> [Source passage]
* * * * * * *

### Script to Alter Risk Indicators and Geographies


The Script requires two forms of data:
 1.) County Level Raw Data with a 2 Letter State Abbreviation, and
 2.) A Decision Matrix 
 
 To use the function get_final_scores, you will:
 * update a list to include only states you care about
 * revise a dictionary where the KEY will be your category (or metric) and the value will be a TUPLE containing an abbreviation, and the list of the variable names to be included in your category.
 
 With these two forms of data, you can select your metrics, indicators, and key states. By feeding the risk indicators into a dictionary form and editing which states to include (key  states), the script will populate a CSV. 

In [673]:
import os
import numpy as np
import pandas as pd
import seaborn as sns
import matplotlib.pyplot  as plt
%matplotlib inline

In [674]:
path = os.getcwd() 
data_root = path + '\\DATA\\'
data_root

'C:\\Users\\Kaipable\\Desktop\\GitHub\\voter-protection-corps\\pollworkers_src\\DATA\\'

In [675]:
pd.set_option('display.max_rows', 50)
pd.set_option('display.max_columns', 500)
pd.set_option('display.width', 10000)

In [676]:
#Read In Raw Data
all_df = pd.read_csv(data_root+'all_states_risk_data.csv')

In [None]:
# Read In Decision Matrix
actions = pd.read_csv('action_map.csv')
actions.columns
actions.head()

In [677]:
#Understand  all available variables
print(all_df.columns)
all_df.shape

Index(['Unnamed: 0', 'Full State', 'short_fips', 'State_Abbr', ' County Name', 'Non-white Residents', 'Senior Residents', 'Senior Poll Workers', 'Reported Difficulty ', 'In-Person Voters', 'Inactive Voters', 'Voters Per Location', 'Voters Per Machine', 'Voters Per Pollworker', 'Wait Times', 'Wait Count', '# of Same Day Locations', '# of Machines', '# of Poll Workers', '# of Senior Poll Workers', '# of Voters Removed', '# of Precincts', '#  Mail In Ballots', '% Early Vote', '%  Rejected Ballots', 'Median Age', 'Median Household Income', 'Total Population', 'Total Eligible Voters', '% Senior Poll Worker', '% Votes in Person', '% Inactive Voters', '%Nonwhite', '% Residents Over 60'], dtype='object')


(2760, 34)

### Customize Metrics and  Indicators
Define Your metrics, indicators, and abbreviations Below in metric_map

In [694]:
# Choose Metrics and Geographies   

#The key is the metric, and the indicators are what's included
metric_map = { # <--------
    'priority' : ('PRI',['Non-white Residents','Senior Residents']),
    'recruiting risk' : ('REC',['Senior Poll Workers','Reported Difficulty ']),
     'demand risk' : ('D',['In-Person Voters', 'Inactive Voters']),
    'resource supply' : ('S',['Voters Per Location','Voters Per Machine','Voters Per Pollworker','Wait Times']),
}

#Default is All States -- update list to include only relevant states using the 2 Letter state abbreviation
key_states = [state for state in all_df['State_Abbr'].unique()] #<-------

# After filling this out, simply run all chunks below

In [679]:
the_metrics = [i for i in metric_map.keys()]
risk_indicators = [var for k in the_metrics for var in metric_map[k][1]]
agg_metrics = ('mean', 'median', 'max', 'min')

* * * * * * *

> [Recorded data]

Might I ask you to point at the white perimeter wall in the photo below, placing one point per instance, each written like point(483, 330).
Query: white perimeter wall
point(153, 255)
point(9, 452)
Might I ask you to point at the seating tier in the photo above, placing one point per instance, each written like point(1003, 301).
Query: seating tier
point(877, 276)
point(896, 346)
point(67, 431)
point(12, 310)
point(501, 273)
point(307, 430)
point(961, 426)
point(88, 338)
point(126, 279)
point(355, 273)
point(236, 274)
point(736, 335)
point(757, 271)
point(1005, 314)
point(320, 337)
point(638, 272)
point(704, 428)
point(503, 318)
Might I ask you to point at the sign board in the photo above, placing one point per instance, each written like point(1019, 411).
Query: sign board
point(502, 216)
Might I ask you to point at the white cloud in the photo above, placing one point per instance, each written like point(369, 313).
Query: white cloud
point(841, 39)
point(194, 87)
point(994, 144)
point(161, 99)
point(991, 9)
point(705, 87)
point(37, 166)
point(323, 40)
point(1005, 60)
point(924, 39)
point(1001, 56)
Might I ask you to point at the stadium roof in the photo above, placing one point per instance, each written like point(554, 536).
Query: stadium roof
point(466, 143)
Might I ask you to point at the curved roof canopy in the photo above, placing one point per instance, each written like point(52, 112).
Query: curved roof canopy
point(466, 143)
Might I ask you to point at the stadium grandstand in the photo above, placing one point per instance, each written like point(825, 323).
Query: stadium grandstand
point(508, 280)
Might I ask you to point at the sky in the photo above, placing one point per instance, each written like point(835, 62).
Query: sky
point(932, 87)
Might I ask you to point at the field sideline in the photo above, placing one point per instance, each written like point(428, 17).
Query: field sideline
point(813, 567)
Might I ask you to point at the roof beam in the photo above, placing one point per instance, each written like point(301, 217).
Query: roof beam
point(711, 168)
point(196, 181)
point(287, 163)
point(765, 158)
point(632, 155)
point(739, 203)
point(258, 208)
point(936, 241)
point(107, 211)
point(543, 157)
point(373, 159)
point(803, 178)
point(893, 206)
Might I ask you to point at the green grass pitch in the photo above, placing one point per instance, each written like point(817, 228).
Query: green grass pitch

* * * * * * *

> [Exercises]
1. Please copy the part of the risk-indicator script text starting with "pd.set_option('display.max_columns', 500)" and going on through "actions = pd.read_csv('action_map.csv')".
2. In the risk-indicator script text, which abbreviation does metric_map give to the recruiting risk metric?

> [Answers to the exercise]
1.
pd.set_option('display.max_columns', 500)
pd.set_option('display.width', 10000)

In [676]:
#Read In Raw Data
all_df = pd.read_csv(data_root+'all_states_risk_data.csv')

In [None]:
# Read In Decision Matrix
actions = pd.read_csv('action_map.csv')

2. REC